* _What the exercise asks_
Rewrite the methods text starting at "For DIPGXVII and" and ending at "reduce background noise.", putting "deletion" in place of "knockout".

Start of Text shown

For DIPGXVII and SF9427, only one genetic perturbation (either K27M or EZH1/2 knockout) was present, unlike SF8628, which had both alterations. Genes with low expression levels (mean counts < 10 across all samples) were filtered out to reduce background noise.

Pathway/network analysis/venn diagram

Enriched biological pathways within the differentially expressed genes were determined using gene ontology (GO) analysis in the clusterProfiler package [47]. Data visualization was enhanced through the use of volcano plots with EnhancedVolcano [48] and Venn diagrams via the VennDiagram package [49]. To further evaluate the impact of H3.3K27M mutation on biological pathways, the clusterProfiler package was utilized for gene set enrichment analysis (GSEA) using all the C2 curated gene sets from the Molecular Signature Database (MSigDB). Gene networks for up and down regulated genes were built using STRINGdb package [50]. Network analyses were conducted with a confidence score threshold set at 400 to balance the inclusivity of protein-protein interactions (PPIs) against the risk of false positives. To assess whether the observed network density was statistically significant, we performed a Monte Carlo simulation, comparing the interaction density of our observed networks to randomly sampled gene sets of the same size from the STRING database [50]. For each dataset (K27M-unique and PRC2-unique up- and down-regulated genes), we conducted 1,000 random iterations, retrieving PPIs for each random set and comparing them to the observed networks. The significance of the network density was evaluated by calculating a p-value, representing the proportion of random networks with interaction counts equal to or greater than the observed interactions. Histograms of the interaction distributions were generated to visualize the enrichment of observed networks relative to randomly sampled gene sets.

End of Text shown
Start of Excerpted records

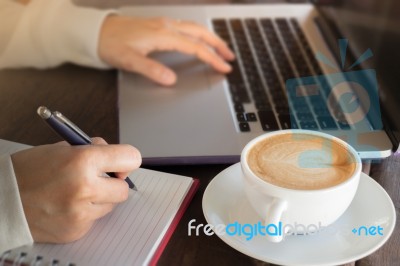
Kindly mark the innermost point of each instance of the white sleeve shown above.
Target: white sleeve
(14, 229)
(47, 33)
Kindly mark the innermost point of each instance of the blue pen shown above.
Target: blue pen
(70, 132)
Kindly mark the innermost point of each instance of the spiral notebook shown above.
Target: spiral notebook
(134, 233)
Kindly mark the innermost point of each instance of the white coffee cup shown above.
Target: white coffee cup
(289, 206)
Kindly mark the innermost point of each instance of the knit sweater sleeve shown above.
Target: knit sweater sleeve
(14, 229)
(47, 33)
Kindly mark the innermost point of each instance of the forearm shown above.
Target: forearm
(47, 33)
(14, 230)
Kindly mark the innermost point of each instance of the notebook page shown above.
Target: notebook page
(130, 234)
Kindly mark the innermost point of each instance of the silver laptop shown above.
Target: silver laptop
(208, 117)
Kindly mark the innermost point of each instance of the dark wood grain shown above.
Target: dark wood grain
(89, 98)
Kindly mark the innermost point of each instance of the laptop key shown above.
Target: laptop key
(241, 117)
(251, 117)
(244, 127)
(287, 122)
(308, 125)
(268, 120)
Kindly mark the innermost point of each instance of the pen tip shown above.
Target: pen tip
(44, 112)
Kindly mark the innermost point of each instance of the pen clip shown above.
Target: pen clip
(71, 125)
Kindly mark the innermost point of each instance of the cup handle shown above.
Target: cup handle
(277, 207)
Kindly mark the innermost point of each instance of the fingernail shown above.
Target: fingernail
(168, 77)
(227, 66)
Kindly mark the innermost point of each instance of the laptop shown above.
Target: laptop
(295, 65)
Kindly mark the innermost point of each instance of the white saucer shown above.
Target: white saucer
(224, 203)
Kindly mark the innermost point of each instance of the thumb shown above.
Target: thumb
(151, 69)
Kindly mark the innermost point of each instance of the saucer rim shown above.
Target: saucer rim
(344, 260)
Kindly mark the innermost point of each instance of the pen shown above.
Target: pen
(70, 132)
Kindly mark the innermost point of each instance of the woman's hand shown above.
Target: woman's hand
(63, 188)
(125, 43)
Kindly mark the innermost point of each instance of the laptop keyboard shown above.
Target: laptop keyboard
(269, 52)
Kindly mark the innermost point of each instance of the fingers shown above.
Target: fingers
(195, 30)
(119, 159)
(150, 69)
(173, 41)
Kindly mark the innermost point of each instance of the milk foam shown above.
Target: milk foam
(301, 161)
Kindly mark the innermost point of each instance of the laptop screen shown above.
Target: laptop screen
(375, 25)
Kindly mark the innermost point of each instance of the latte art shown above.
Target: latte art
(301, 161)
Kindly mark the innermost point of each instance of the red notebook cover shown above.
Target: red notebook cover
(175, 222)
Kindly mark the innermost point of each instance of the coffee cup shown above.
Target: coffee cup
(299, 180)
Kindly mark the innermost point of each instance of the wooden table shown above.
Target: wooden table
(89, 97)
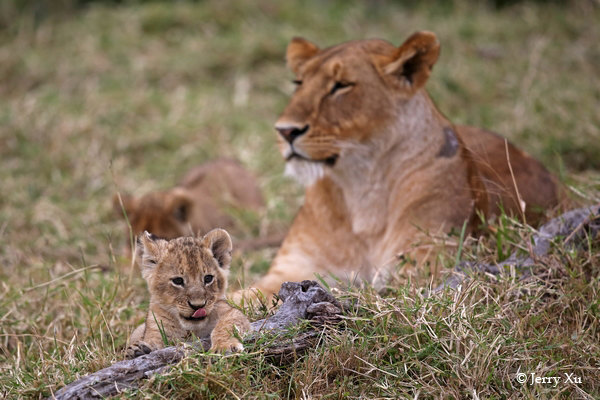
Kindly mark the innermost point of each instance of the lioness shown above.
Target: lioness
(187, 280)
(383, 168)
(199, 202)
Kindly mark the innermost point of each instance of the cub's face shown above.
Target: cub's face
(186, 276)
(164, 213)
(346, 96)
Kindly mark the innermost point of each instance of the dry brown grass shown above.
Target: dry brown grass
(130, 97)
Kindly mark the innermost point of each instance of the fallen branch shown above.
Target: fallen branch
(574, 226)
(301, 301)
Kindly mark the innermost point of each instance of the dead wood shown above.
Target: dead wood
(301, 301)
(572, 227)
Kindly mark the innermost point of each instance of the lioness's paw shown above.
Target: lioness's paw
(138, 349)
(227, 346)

End of Excerpted records

* _Reply_
For DIPGXVII and SF9427, only one genetic perturbation (either K27M or EZH1/2 deletion) was present, unlike SF8628, which had both alterations. Genes with low expression levels (mean counts < 10 across all samples) were filtered out to reduce background noise.